▶ Brief: Please show each line of the records below that contains the word "logo". Uppercase and lowercase count as different.
##### Dataset rows
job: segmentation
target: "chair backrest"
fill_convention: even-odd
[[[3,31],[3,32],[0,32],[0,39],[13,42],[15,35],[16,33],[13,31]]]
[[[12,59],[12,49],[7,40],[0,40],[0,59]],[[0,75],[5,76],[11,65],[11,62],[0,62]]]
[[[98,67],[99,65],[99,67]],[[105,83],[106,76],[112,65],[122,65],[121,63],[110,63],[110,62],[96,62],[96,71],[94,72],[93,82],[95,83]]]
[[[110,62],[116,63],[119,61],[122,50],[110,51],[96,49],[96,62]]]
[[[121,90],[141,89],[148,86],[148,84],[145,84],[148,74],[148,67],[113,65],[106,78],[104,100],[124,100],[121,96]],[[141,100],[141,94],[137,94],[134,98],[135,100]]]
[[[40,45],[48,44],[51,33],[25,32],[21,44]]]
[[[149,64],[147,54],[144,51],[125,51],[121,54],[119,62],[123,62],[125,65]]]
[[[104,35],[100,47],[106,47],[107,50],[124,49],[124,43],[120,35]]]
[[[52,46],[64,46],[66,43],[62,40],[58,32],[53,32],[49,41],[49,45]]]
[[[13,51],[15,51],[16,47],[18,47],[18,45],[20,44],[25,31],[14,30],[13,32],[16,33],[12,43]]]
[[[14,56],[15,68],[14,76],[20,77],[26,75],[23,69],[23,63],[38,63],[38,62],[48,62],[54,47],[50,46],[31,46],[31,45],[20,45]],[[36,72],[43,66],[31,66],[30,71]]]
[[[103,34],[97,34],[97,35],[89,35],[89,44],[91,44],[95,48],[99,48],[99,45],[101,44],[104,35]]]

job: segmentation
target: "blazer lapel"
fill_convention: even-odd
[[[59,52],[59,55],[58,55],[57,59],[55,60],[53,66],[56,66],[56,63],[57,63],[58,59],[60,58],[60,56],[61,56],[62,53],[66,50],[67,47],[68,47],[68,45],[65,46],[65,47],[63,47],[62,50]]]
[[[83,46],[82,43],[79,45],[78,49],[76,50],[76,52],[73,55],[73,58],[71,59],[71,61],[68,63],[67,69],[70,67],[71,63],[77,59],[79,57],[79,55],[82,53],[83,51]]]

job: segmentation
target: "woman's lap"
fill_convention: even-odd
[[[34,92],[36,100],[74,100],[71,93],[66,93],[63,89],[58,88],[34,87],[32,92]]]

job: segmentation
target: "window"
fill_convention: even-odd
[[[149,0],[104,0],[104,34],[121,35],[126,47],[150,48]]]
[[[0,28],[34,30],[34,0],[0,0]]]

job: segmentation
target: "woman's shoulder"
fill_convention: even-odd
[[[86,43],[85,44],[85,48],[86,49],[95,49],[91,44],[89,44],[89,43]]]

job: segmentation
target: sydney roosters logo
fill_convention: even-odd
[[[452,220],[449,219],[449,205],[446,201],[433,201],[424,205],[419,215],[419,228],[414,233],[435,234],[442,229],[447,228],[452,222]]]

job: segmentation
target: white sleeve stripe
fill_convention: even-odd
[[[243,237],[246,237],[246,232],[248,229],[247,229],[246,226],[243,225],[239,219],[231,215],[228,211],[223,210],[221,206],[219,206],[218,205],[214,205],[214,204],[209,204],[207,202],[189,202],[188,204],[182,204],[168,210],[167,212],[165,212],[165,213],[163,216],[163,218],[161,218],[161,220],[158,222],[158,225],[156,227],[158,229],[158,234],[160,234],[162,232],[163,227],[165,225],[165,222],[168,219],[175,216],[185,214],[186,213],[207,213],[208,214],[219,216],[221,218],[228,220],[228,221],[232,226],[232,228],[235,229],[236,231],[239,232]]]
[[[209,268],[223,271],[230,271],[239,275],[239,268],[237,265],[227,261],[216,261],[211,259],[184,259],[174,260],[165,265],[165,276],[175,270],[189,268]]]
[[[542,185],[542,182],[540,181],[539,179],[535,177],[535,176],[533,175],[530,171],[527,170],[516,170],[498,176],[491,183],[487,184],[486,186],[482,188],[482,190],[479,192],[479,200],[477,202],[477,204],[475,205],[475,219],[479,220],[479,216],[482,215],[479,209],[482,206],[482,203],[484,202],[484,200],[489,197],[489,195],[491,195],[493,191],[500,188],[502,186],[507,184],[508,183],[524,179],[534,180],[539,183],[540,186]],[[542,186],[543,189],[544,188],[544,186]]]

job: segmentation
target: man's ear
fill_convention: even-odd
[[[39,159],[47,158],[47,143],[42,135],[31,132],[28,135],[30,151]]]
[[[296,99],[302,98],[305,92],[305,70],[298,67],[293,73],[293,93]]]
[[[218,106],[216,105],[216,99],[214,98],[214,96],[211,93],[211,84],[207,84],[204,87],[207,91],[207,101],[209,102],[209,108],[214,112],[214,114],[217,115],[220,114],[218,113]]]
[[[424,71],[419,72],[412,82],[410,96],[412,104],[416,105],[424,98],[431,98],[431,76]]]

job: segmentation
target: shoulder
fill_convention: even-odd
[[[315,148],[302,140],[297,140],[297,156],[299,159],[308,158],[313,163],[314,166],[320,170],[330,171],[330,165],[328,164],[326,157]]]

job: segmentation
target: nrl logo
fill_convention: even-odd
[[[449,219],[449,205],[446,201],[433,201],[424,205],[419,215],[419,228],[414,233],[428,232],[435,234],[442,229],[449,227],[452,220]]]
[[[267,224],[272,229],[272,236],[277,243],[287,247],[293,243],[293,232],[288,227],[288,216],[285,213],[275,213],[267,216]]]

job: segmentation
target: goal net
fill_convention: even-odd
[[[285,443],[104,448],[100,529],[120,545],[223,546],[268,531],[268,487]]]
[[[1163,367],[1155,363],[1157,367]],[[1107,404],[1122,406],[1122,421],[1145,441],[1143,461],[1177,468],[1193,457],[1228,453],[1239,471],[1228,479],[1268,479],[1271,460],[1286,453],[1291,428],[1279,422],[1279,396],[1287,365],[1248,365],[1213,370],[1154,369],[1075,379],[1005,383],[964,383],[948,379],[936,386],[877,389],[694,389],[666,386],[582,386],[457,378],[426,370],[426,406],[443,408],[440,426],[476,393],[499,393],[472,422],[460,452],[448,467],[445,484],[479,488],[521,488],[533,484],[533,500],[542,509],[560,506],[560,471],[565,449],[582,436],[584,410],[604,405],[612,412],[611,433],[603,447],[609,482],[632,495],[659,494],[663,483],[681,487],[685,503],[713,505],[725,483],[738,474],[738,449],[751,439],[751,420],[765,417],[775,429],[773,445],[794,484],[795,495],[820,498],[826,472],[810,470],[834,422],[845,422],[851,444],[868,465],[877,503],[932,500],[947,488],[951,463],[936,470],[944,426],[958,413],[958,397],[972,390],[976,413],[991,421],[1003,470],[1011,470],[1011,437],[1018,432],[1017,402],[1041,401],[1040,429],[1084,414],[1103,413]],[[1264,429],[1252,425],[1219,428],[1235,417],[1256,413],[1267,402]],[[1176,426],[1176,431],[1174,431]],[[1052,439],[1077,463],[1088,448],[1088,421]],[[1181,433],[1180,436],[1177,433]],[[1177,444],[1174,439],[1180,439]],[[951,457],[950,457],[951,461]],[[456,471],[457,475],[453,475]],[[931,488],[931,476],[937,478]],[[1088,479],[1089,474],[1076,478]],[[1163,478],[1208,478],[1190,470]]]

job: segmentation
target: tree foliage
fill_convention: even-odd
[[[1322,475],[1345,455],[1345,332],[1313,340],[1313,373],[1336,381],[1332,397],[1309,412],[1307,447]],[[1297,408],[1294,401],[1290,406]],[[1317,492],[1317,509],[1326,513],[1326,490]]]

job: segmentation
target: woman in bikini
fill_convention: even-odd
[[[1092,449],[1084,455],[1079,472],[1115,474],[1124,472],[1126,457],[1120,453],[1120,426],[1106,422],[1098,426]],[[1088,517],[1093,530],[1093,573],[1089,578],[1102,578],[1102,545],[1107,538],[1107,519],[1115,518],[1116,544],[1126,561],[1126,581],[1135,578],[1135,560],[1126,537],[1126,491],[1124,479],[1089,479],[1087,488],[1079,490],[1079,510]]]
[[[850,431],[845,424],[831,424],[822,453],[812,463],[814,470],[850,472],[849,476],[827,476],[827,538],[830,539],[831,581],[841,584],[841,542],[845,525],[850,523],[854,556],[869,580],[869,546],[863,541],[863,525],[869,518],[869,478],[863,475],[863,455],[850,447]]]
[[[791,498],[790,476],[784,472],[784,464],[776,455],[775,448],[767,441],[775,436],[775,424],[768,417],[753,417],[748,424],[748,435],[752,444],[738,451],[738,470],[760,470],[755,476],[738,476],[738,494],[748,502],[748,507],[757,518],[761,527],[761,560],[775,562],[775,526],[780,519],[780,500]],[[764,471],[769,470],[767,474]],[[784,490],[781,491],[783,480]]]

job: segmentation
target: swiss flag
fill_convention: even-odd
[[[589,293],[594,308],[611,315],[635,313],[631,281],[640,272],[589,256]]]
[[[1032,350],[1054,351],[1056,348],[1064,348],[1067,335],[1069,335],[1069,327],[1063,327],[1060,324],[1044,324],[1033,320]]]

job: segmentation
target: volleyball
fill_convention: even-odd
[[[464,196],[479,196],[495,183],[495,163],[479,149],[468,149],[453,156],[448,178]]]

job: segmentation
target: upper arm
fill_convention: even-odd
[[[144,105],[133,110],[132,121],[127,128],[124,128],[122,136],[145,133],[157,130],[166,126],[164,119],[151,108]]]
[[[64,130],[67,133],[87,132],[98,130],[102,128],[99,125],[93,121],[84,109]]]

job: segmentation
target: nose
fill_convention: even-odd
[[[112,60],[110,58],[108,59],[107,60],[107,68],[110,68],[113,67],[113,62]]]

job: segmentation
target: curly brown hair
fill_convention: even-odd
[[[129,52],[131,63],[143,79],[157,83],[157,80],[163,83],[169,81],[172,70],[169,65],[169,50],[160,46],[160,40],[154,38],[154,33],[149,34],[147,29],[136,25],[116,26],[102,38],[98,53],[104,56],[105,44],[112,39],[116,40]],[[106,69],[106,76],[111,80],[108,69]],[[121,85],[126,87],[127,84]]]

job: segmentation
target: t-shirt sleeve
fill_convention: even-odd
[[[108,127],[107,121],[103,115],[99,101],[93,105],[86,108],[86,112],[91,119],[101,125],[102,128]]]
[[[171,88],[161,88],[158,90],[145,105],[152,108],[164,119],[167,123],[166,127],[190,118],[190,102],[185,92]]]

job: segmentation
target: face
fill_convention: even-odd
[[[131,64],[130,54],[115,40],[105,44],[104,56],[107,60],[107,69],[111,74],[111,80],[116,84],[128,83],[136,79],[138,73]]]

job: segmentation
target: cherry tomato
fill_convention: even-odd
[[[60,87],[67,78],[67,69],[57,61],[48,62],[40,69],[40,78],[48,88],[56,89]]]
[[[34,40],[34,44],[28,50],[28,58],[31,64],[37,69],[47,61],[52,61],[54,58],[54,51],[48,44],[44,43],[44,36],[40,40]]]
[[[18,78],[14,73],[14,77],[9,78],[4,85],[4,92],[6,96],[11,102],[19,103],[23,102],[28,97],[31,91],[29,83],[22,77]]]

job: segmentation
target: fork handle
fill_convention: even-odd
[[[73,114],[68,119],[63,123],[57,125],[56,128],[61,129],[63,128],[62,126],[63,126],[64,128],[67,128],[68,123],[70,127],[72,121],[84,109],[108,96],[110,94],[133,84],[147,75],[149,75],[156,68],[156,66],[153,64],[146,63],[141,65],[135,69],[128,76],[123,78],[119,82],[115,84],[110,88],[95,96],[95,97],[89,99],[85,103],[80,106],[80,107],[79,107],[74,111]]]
##########
▶ Solution for this exercise:
target: sydney roosters logo
target: nrl logo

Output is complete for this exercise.